Start of PASSAGE PROVIDED

One more catch worth flagging: Google bills internal thinking tokens at the output rate. A reasoning-heavy job with thinking: high will run up a bill far larger than the sticker price suggests. The new minimal, low, medium, high knobs are not cosmetic — they are cost controls.
The context window is the headline
Specs that matter for builders:
- 1,048,576 input tokens — over one million in a single call
- 65,536 maximum output tokens
- Knowledge cutoff: January 2025
- Full multimodal input: text, image, video, audio
- Available in the Gemini app, AI Mode in Google Search, the Gemini API, Google Antigravity, and Vertex AI
A 1M-token context plus a 65K-token output ceiling is what an agent needs to read a real codebase, plan a multi-step refactor, and write back the resulting changes in one round trip. That is what the benchmark numbers reflect — and it is the reason the price climbed.
Who this is actually for
If you are running a chat product on Flash-tier economics, this release stings. The cheap workhorse you priced your unit margins around just tripled in cost. Google's bet is that you will eat it, because the agent capability is now worth more than the cost delta.

End of PASSAGE PROVIDED
Start of DATA UNDER STUDY

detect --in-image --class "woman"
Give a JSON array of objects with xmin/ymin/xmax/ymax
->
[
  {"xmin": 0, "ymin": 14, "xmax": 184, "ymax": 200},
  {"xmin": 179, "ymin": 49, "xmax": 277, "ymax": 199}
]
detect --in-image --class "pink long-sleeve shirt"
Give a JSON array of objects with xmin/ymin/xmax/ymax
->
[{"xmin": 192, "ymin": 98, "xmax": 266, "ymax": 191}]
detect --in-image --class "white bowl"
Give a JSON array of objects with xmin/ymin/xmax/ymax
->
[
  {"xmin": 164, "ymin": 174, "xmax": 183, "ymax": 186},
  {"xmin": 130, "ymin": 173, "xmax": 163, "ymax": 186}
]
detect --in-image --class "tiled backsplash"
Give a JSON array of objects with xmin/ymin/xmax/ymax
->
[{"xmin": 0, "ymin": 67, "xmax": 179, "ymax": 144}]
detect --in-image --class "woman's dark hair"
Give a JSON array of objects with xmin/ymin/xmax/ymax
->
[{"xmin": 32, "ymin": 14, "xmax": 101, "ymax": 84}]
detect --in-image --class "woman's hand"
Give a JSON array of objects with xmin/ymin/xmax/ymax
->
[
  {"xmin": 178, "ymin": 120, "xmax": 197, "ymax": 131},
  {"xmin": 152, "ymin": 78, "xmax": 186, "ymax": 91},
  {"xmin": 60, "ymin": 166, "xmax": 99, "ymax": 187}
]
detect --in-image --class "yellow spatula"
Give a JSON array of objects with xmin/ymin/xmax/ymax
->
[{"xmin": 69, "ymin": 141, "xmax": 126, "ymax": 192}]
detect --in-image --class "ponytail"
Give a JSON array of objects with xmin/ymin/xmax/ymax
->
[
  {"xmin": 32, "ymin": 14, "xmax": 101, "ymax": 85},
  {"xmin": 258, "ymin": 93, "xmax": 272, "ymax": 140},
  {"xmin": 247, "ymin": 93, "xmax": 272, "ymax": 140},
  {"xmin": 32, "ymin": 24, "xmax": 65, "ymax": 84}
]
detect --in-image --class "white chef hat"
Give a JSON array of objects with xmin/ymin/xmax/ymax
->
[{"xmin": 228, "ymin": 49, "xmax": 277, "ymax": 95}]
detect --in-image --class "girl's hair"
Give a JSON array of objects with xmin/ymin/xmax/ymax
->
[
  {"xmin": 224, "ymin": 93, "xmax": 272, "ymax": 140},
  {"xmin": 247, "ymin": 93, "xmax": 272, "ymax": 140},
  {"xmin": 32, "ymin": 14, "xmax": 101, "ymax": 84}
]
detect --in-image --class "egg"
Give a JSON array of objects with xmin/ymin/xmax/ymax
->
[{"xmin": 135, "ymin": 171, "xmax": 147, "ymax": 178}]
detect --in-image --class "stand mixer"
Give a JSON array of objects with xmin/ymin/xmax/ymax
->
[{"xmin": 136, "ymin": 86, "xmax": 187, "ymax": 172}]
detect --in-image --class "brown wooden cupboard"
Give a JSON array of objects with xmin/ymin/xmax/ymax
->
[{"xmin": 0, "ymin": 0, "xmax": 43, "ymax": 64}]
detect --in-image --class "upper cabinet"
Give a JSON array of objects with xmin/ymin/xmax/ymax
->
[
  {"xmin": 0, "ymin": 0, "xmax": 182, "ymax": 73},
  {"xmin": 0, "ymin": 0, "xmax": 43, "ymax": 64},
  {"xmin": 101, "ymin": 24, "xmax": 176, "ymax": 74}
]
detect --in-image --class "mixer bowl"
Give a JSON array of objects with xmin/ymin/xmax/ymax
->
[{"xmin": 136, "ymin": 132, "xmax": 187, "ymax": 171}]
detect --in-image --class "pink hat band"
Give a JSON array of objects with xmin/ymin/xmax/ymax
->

End of DATA UNDER STUDY

EXERCISE GOAL: Can you repeat the Gemini pricing passage starting at "The context window" and ending at "the cost delta.", but change "codebase" to "repository"? These rows have no connection to the Gemini pricing passage.

RESPONSE TO THE EXERCISE:
The context window is the headline
Specs that matter for builders:
- 1,048,576 input tokens — over one million in a single call
- 65,536 maximum output tokens
- Knowledge cutoff: January 2025
- Full multimodal input: text, image, video, audio
- Available in the Gemini app, AI Mode in Google Search, the Gemini API, Google Antigravity, and Vertex AI
A 1M-token context plus a 65K-token output ceiling is what an agent needs to read a real repository, plan a multi-step refactor, and write back the resulting changes in one round trip. That is what the benchmark numbers reflect — and it is the reason the price climbed.
Who this is actually for
If you are running a chat product on Flash-tier economics, this release stings. The cheap workhorse you priced your unit margins around just tripled in cost. Google's bet is that you will eat it, because the agent capability is now worth more than the cost delta.